What the task requires: Copy out the entries from the line containing "Pressing-analysis tagging request: spot the avfc" through the end, replacing "structure chart" with "pressing map" and leaving everything else unchanged.
═══
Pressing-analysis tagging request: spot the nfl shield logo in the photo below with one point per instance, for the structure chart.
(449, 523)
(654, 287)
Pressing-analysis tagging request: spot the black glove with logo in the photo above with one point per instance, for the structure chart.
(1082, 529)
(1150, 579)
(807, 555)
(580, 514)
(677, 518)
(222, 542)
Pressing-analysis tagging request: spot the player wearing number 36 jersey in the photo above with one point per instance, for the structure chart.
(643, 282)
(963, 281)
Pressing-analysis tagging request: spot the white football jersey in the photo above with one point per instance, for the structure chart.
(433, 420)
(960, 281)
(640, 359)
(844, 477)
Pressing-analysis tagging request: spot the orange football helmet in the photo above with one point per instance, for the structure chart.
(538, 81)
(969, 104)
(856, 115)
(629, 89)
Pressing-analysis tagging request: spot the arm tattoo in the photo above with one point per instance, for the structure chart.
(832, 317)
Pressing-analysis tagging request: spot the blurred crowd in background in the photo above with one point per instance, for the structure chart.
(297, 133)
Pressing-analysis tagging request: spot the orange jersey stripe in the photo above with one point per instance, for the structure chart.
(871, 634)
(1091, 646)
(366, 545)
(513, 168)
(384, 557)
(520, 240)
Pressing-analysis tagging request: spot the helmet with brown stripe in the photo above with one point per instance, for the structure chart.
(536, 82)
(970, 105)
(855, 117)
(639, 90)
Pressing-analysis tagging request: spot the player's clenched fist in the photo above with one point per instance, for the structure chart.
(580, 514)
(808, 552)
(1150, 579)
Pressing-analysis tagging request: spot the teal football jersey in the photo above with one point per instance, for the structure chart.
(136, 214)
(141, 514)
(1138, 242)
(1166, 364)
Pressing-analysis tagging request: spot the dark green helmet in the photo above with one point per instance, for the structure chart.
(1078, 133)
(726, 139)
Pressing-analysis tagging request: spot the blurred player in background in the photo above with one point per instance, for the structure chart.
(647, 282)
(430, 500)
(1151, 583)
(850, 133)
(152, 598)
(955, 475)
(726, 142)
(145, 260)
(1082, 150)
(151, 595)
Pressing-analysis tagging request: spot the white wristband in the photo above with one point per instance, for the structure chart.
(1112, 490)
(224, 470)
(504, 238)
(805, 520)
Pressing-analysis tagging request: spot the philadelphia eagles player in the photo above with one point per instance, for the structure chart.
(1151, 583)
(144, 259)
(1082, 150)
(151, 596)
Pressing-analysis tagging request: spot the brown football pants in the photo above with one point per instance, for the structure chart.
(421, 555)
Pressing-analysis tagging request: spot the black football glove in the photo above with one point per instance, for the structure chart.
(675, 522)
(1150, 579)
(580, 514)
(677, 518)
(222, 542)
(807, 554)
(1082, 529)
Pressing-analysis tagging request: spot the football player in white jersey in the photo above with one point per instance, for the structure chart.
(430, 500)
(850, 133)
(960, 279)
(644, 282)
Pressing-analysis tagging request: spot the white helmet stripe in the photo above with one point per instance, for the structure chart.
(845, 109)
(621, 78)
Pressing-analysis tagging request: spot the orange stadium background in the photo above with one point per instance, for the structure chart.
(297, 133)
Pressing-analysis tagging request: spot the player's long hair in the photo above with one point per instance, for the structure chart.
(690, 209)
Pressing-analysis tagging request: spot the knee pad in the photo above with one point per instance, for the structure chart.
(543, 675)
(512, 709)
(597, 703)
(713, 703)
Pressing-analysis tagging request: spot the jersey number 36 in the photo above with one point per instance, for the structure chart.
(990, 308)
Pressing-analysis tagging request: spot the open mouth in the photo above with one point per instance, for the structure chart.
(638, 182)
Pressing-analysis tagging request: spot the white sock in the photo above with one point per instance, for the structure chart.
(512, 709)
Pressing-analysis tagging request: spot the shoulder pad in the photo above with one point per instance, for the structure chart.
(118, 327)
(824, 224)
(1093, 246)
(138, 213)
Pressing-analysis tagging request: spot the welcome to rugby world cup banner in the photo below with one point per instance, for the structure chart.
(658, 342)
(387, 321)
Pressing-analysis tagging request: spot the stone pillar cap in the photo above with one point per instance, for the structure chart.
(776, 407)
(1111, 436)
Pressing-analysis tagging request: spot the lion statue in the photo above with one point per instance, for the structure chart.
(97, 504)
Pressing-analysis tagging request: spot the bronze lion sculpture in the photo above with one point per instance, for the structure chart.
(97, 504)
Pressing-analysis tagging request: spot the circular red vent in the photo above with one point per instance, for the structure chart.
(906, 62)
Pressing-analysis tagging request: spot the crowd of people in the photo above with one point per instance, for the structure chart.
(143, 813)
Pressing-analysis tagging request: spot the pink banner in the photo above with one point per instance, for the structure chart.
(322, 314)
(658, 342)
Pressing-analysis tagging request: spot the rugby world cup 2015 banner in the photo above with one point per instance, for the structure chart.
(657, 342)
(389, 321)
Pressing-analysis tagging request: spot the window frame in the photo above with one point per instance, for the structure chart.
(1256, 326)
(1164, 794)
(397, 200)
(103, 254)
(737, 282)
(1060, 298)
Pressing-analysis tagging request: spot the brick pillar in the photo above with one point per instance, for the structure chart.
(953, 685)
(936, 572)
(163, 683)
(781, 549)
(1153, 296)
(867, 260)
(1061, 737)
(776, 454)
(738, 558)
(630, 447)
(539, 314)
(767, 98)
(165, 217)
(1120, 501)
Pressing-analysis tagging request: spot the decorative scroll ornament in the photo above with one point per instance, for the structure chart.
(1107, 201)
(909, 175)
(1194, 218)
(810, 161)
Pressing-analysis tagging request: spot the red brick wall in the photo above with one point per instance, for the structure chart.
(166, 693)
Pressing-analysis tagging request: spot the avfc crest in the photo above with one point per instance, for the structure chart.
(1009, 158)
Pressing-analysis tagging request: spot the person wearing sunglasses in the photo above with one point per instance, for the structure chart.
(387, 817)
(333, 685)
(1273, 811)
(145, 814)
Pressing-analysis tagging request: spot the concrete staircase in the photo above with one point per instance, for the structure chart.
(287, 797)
═══
Task answer:
Pressing-analysis tagging request: spot the avfc crest in the photo above with one point per instance, for the pressing map.
(1009, 158)
Pressing-analysis tagging request: spot the person wearing sunglasses in the photo above with one point per instance, for the pressing map.
(387, 817)
(333, 685)
(1273, 811)
(145, 814)
Pressing-analysis tagging request: spot the concrete staircase in the photo above with one point per instance, for the pressing map.
(287, 797)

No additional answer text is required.